**Selection**.
--------------------------------------------------

Pete & Jack Pete Van Wieren with Jack Wilkinson

Pete Van Wieren retired in 2008 after a 43-year career as a sportscaster. "The Professor" is best known for his 33-year stint as a play-by-play voice of the Atlanta Braves. An 11-time winner of the Georgia Sportscaster of the Year Award, he was inducted into the Braves Hall of Fame in 2004. Pete and his wife, Elaine, reside in Alpharetta, Georgia. Jack Wilkinson has written about sports professionally for 37 years. A three-time Georgia Sportswriter of the Year, he has written six books.

17 Comments
  1. Enjoyed the story. It is so much fun to discover the little- known story behind something like The Chant.

--------------------------------------------------

**Material provided**.

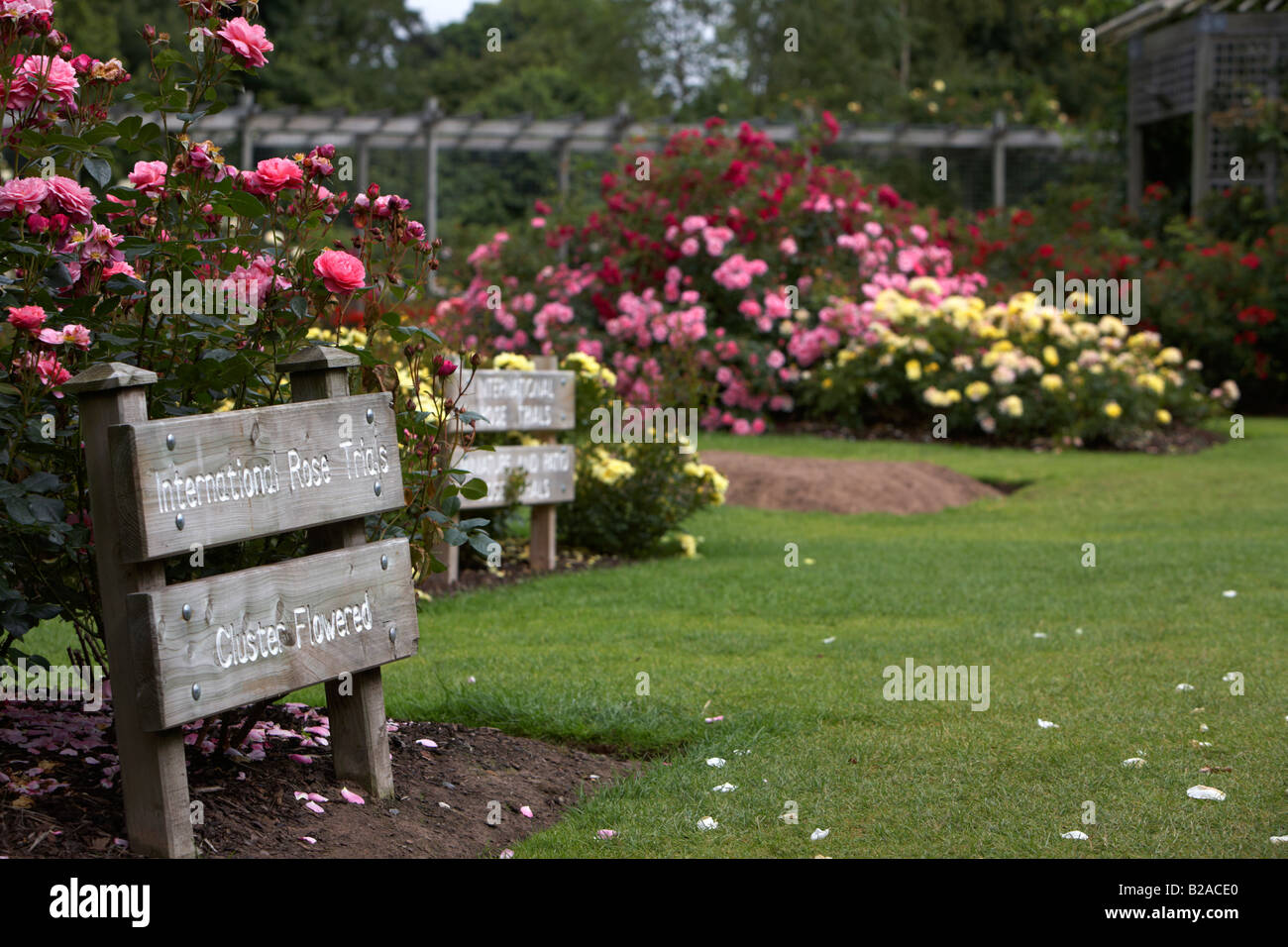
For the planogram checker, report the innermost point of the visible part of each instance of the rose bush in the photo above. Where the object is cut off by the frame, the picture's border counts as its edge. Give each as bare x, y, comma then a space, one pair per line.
1016, 371
98, 219
715, 279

--------------------------------------------------

**Directions**.
Reproduce the portion of the sportscaster biography from "Pete & Jack" up to and including "like The Chant.", word for word.

**Task result**.
Pete & Jack Pete Van Wieren with Jack Wilkinson

Pete Van Wieren retired in 2008 after a 43-year career as a sportscaster. "The Professor" is best known for his 33-year stint as a play-by-play voice of the Atlanta Braves. An 11-time winner of the Georgia Sportscaster of the Year Award, he was inducted into the Braves Hall of Fame in 2004. Pete and his wife, Elaine, reside in Alpharetta, Georgia. Jack Wilkinson has written about sports professionally for 37 years. A three-time Georgia Sportswriter of the Year, he has written six books.

17 Comments
  1. Enjoyed the story. It is so much fun to discover the little- known story behind something like The Chant.